Cinema Nacional|Só falta a massa

O cinema brasileiro é bem servido de recheio. É rico em diversidade,
criatividade e tem personalidade. Mas ainda enfrenta os obstáculos da
distribuição e busca novos atalhos para se exibir ao grande público

Por Guilherme Bryan

Falta tela
Nesse multiplex em São Paulo, apenas uma das
12 salas exibia filme nacional no início
do ano

O cinema nacional ainda sofre para entrar em cartaz e
está esperançoso de que algumas novidades aprovadas no final do ano
possam ajudar a mudar essa cena. Mais que melhorar o potencial de
produção, é preciso aumentar a chance de chegar ao espectador, para que
ele mesmo confira nossa crescente qualidade. Uma das mudanças está no
Fundo Setorial do Audiovisual, que oferece novos mecanismos de fomento
à atividade, em conjunto com a antiga Lei de Incentivo à Cultura
(Rouanet, de 1991), que continuará sendo utilizada por empresas ou
pessoas físicas interessadas em apoiar curtas-metragens, documentários
e séries para TV com até três episódios. O estímulo vai da dedução
fiscal à possibilidade de o investidor tornar-se cotista do direito de
comercialização da obra.
------------------------------------------------
**Instruções**
[A] Copie do texto sobre o cinema nacional o trecho que começa em "O cinema nacional" e vai até "comercialização da obra.".
[B] Por favor, traduza para o inglês esta frase do texto sobre o cinema nacional: "É rico em diversidade, criatividade e tem personalidade."
As linhas a seguir não têm papel algum aqui.
------------------------------------------------
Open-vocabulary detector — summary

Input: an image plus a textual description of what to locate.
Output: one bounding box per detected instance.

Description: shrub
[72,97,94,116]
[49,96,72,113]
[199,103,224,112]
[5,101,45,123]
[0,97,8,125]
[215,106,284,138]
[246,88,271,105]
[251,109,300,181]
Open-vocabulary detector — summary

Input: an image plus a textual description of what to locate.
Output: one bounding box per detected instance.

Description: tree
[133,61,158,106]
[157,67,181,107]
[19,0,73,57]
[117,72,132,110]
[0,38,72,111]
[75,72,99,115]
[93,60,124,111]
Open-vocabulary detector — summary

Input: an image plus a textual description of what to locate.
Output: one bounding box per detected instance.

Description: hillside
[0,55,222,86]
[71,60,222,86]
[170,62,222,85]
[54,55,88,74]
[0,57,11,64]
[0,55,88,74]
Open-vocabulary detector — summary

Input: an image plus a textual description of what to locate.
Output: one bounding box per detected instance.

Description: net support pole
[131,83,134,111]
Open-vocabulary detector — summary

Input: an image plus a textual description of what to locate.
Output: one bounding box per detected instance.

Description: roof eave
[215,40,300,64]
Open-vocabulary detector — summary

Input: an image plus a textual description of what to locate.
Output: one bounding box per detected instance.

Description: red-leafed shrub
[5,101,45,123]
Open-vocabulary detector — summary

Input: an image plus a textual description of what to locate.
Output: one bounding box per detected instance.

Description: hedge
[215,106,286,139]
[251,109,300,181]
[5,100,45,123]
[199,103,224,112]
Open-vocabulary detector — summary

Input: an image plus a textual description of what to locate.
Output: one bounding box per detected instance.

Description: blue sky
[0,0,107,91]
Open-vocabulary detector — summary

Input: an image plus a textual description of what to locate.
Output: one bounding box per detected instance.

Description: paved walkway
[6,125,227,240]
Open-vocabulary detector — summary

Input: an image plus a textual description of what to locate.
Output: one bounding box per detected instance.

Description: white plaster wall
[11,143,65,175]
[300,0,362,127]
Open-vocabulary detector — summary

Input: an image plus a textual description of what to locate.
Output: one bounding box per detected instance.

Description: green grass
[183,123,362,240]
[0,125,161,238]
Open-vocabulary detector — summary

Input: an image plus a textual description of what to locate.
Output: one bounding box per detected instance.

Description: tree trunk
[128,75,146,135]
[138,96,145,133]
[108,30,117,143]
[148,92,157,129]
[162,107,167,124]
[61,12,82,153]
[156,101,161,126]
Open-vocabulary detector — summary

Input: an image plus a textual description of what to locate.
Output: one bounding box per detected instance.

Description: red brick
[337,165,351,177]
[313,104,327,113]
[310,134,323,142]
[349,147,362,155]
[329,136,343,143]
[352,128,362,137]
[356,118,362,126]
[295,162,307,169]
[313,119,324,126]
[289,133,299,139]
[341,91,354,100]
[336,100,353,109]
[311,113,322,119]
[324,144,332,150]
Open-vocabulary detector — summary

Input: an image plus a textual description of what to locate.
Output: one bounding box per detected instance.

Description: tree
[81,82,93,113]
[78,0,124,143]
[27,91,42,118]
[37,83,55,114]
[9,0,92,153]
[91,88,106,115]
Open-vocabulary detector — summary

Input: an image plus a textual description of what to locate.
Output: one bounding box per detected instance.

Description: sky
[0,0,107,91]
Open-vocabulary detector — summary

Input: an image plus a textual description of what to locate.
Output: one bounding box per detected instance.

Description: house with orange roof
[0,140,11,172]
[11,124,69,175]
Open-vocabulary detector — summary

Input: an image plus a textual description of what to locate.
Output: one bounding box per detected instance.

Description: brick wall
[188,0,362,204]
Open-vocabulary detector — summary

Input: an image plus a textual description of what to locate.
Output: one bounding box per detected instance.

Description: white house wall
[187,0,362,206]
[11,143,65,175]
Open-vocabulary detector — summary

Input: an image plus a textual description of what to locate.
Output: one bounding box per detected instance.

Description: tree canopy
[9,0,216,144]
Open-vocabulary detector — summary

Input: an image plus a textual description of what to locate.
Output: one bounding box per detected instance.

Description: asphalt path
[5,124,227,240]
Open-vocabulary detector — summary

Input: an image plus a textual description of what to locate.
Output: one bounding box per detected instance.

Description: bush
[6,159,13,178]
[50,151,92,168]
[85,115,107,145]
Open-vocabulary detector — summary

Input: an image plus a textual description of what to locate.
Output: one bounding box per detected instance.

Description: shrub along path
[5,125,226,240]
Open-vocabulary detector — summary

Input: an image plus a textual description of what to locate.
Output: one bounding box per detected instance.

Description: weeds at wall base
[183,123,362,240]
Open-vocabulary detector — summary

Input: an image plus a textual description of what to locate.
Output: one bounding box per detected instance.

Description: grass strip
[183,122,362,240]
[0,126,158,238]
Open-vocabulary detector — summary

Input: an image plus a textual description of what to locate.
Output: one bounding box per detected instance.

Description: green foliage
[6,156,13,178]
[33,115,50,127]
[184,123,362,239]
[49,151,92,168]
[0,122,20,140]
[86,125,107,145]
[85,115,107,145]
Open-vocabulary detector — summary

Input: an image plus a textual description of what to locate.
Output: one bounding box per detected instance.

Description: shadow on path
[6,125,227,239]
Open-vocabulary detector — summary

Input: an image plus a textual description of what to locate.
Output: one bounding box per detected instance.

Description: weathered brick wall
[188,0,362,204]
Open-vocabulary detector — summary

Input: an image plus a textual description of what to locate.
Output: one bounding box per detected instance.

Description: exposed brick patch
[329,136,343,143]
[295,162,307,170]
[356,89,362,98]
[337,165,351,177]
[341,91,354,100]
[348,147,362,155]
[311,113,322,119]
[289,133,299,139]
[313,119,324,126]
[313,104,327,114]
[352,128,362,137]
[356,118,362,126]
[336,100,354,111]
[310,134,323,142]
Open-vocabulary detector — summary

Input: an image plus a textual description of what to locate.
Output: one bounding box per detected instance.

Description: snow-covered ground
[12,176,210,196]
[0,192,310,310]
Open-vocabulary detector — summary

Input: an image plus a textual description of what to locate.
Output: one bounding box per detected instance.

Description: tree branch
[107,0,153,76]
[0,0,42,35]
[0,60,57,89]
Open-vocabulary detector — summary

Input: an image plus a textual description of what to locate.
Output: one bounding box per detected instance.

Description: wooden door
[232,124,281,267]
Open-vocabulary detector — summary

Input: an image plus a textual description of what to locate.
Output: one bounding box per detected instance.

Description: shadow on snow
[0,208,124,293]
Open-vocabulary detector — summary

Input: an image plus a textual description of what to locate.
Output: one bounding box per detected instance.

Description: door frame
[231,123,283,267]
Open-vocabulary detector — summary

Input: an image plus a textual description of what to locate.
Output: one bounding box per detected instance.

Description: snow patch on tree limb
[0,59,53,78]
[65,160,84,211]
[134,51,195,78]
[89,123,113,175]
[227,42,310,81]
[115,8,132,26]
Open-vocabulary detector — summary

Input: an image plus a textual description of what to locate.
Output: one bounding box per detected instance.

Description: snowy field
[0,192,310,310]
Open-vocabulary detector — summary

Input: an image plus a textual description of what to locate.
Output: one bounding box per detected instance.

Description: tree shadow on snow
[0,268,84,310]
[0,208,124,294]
------------------------------------------------
**Resultados esperados**
[A]
O cinema nacional ainda sofre para entrar em cartaz e
está esperançoso de que algumas novidades aprovadas no final do ano
possam ajudar a mudar essa cena. Mais que melhorar o potencial de
produção, é preciso aumentar a chance de chegar ao espectador, para que
ele mesmo confira nossa crescente qualidade. Uma das mudanças está no
Fundo Setorial do Audiovisual, que oferece novos mecanismos de fomento
à atividade, em conjunto com a antiga Lei de Incentivo à Cultura
(Rouanet, de 1991), que continuará sendo utilizada por empresas ou
pessoas físicas interessadas em apoiar curtas-metragens, documentários
e séries para TV com até três episódios. O estímulo vai da dedução
fiscal à possibilidade de o investidor tornar-se cotista do direito de
comercialização da obra.

[B] It is rich in diversity and creativity, and it has personality.